>> Start

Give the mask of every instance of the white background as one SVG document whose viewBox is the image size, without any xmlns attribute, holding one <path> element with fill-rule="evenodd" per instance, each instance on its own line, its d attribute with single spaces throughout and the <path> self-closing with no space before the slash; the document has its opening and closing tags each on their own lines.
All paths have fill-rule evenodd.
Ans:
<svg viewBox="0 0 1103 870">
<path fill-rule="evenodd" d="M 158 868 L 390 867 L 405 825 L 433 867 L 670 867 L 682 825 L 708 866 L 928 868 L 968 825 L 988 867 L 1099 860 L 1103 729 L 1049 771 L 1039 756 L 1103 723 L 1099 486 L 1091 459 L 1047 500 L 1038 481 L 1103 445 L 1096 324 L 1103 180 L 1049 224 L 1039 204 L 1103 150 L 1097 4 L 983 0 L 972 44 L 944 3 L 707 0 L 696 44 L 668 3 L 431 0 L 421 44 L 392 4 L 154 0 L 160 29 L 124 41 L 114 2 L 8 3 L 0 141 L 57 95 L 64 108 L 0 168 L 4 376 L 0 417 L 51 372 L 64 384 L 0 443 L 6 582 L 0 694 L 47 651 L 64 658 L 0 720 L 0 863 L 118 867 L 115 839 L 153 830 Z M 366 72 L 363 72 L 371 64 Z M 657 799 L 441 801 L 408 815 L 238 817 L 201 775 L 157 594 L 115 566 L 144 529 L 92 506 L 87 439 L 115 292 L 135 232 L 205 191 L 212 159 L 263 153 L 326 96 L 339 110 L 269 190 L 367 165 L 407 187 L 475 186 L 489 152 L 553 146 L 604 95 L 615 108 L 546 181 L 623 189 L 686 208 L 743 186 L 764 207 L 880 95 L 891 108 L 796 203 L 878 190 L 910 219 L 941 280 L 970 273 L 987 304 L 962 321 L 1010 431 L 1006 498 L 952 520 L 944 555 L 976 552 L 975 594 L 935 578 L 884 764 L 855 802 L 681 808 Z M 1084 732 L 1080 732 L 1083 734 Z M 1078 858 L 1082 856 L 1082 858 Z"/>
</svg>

>> End

■ JOB:
Please count the lines in the data above that contain the string "viewBox" and reply with that number alone.

■ FINAL RESULT:
2